A study, undertaken by a Zoological Survey of India (ZSI) researcher along with three other scientists from reputed global institutes, has sought to throw light on the origin and domestication of chicken over thousands of years. The study used the largest ever whole-genome sequencing dataset of a global sampling of both domestic chickens and jungle fowl (JF) species.
It was undertaken by Mukesh Thakur of ZSI in collaboration with three other senior scientists from different global institutes.
The collaborative study did DNA sequencing of 863 genomes from four species of the genus Gallus, five sub-species of Red Jungle Fowl and various domestic chicken breeds collected worldwide.
"We obtained and sequenced 142 red jungle fowls representing all five sub species, 12 Green jungle fowls, two Grey jungle fowls and four Ceylon jungle fowls," Thakur said in a note about the paper.

-------

Exercise objective
Answer these questions using the text about chicken domestication:
1. How many genomes did the study sequence?
2. Which organization is Mukesh Thakur part of?
3. How many Green jungle fowls were obtained and sequenced?
Rely only on the text about chicken domestication, not on outside knowledge.

-------

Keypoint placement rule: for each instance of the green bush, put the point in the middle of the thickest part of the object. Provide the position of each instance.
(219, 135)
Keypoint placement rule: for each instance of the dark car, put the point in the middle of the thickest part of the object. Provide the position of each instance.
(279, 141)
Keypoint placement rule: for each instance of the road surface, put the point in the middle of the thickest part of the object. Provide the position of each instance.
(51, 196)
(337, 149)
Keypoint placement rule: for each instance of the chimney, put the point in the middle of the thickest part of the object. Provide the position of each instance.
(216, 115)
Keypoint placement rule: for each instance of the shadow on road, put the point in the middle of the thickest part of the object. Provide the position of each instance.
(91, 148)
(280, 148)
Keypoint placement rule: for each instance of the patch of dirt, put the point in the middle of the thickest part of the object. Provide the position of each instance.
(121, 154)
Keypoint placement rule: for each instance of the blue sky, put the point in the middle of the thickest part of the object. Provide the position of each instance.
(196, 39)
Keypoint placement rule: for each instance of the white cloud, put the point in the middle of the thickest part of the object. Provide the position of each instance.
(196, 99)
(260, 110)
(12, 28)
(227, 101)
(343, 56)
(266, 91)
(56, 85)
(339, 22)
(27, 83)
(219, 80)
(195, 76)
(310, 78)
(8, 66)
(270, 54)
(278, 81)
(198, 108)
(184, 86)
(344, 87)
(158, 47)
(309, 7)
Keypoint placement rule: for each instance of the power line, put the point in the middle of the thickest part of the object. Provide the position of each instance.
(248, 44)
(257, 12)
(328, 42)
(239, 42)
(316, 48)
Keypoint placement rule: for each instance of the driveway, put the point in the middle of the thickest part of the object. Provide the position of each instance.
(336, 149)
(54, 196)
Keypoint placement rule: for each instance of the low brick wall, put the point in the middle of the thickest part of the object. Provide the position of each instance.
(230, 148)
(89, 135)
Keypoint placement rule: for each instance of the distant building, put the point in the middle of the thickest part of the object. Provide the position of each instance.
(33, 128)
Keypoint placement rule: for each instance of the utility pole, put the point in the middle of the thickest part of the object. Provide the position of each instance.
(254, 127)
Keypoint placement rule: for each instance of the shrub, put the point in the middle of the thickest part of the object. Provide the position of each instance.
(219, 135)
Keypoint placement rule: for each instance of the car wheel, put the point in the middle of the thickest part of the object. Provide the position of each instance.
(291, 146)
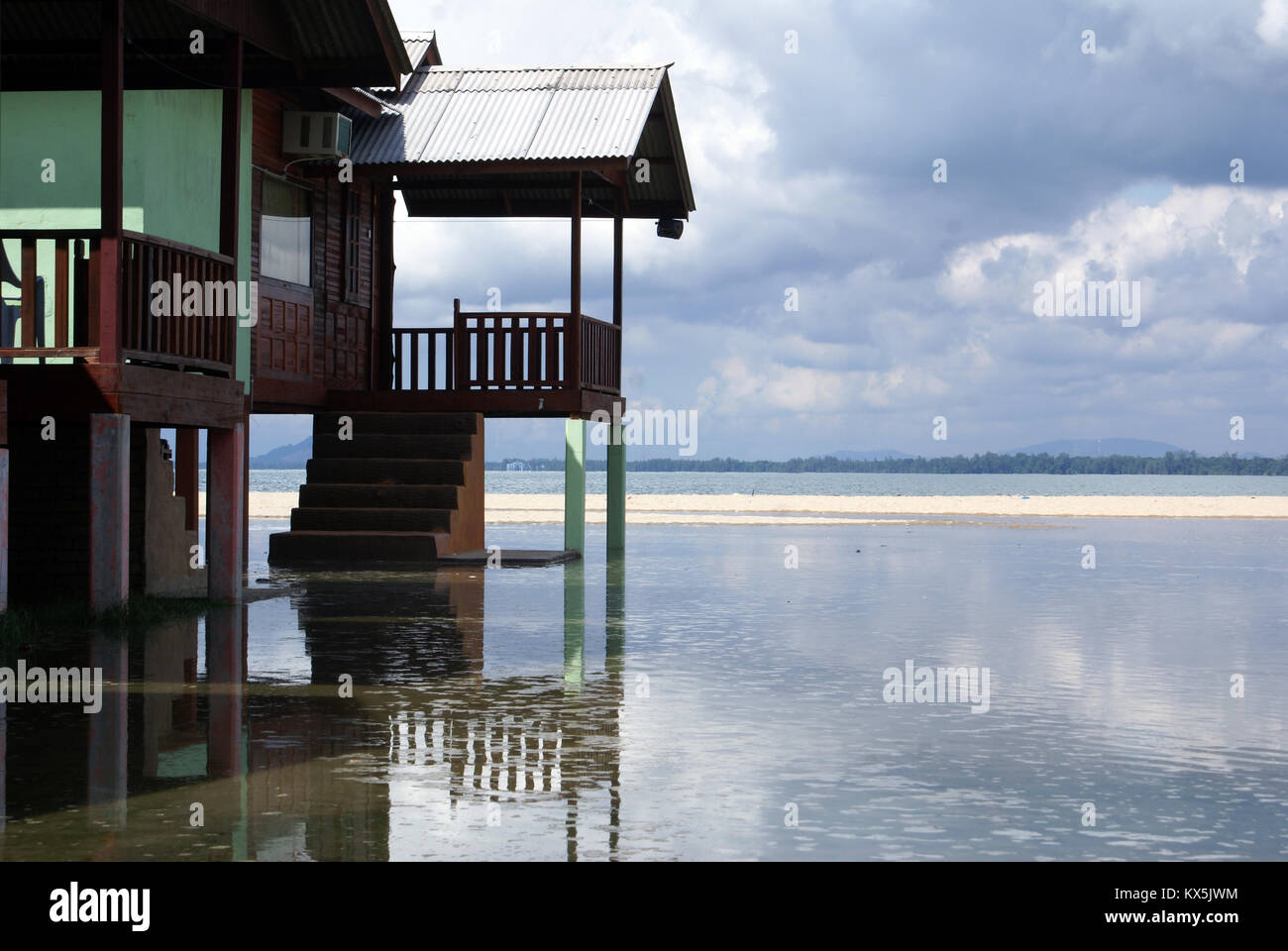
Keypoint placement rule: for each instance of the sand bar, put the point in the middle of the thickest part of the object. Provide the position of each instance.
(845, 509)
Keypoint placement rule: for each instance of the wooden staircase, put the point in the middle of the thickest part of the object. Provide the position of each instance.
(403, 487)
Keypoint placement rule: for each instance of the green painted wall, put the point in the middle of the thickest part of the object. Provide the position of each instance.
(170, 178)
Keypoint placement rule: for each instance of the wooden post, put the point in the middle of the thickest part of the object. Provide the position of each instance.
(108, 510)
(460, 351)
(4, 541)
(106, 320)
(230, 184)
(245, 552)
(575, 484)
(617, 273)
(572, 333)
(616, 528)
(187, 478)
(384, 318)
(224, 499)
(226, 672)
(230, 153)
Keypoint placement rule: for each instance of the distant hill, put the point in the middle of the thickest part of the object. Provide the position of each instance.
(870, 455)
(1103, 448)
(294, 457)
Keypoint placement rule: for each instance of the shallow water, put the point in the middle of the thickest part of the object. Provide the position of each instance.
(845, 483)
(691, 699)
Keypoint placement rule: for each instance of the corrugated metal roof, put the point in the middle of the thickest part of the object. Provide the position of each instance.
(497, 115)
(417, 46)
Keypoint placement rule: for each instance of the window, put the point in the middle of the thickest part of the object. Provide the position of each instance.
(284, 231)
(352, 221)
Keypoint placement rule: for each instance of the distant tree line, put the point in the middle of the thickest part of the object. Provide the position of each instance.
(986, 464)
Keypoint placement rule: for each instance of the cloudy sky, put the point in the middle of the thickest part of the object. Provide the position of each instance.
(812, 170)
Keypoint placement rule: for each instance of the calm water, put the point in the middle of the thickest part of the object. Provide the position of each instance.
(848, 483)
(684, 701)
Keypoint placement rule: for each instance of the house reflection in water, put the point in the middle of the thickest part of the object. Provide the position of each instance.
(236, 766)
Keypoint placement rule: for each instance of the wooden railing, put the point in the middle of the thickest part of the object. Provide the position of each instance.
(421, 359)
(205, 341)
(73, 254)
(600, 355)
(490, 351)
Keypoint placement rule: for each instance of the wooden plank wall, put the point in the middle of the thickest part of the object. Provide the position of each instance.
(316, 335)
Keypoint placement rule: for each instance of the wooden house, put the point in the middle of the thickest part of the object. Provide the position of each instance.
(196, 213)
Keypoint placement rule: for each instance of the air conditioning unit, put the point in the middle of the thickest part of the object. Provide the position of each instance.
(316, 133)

-------

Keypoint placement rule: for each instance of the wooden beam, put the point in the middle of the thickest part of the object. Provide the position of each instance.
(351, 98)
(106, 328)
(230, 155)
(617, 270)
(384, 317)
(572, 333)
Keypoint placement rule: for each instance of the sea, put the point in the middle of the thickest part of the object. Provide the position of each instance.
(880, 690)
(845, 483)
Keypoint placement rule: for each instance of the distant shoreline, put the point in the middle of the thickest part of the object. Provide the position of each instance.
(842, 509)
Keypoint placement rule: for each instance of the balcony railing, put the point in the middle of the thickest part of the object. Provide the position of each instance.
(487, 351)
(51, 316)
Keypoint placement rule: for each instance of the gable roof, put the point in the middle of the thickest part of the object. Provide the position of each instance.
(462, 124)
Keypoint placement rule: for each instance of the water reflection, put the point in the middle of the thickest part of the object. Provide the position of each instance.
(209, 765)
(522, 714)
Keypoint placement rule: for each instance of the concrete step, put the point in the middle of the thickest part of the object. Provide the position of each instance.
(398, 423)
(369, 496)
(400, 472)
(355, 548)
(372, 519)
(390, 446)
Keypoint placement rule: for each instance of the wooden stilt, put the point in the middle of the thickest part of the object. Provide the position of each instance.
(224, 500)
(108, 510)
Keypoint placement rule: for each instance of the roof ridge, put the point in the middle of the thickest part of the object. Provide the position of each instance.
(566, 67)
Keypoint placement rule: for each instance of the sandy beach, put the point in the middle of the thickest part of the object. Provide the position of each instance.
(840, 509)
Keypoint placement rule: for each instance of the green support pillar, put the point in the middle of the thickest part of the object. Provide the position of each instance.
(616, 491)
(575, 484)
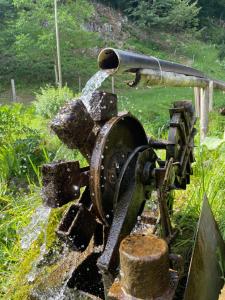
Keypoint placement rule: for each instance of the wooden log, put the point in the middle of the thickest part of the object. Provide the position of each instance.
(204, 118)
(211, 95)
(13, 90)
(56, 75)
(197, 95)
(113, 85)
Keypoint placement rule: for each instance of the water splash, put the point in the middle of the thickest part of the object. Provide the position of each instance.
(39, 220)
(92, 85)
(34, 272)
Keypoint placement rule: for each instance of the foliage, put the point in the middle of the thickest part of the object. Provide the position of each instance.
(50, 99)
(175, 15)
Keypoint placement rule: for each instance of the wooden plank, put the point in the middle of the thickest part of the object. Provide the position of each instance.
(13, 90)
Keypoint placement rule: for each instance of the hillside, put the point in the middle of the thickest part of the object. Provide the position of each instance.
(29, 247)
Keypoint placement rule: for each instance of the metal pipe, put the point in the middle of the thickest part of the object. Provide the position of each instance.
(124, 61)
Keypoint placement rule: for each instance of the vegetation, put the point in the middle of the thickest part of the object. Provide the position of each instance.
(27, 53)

-------

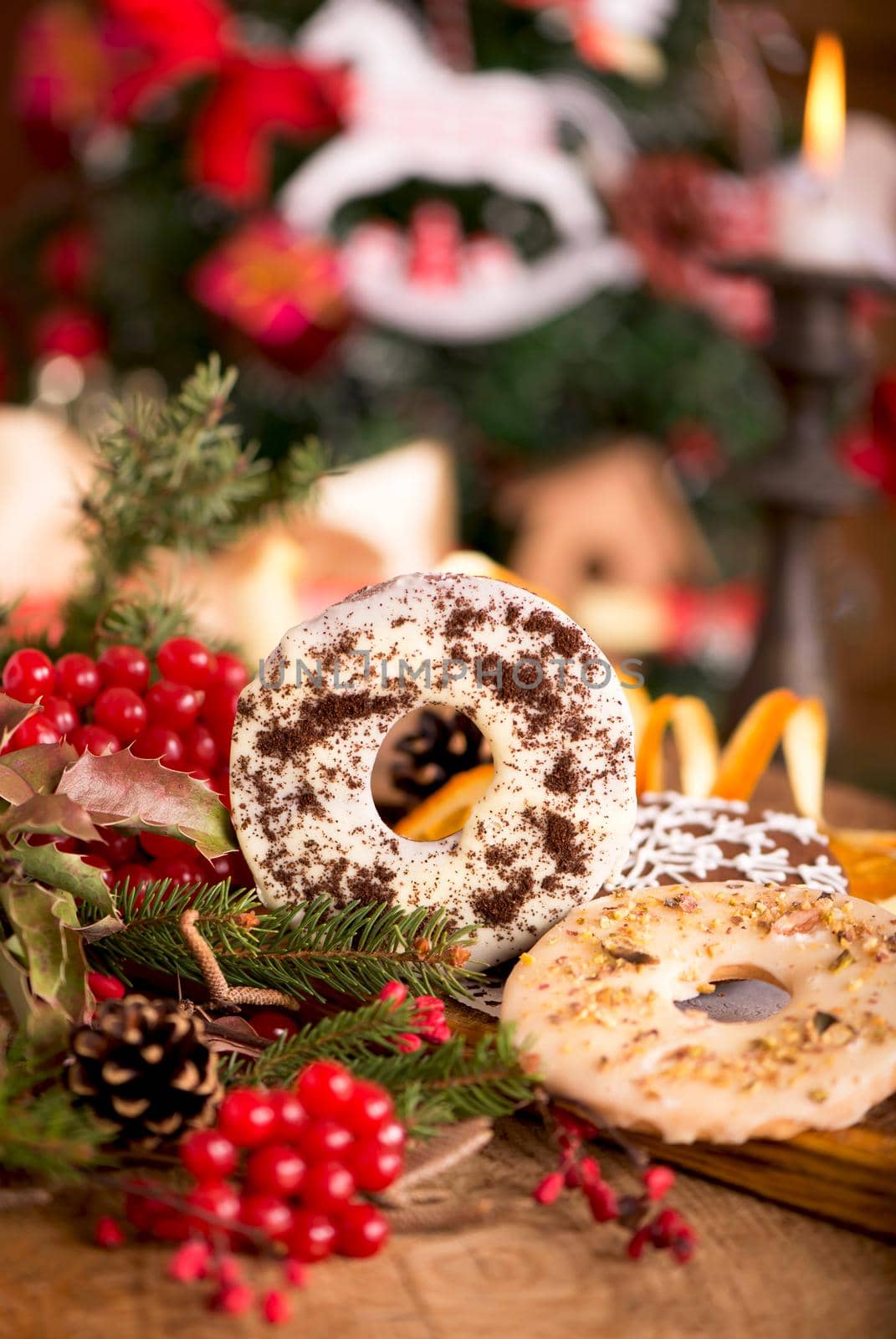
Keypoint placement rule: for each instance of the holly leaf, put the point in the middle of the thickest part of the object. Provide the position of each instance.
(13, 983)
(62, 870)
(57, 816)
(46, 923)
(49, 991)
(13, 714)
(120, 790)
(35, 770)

-------

Solution
1. 863 genomes
2. The Zoological Survey of India (ZSI)
3. 12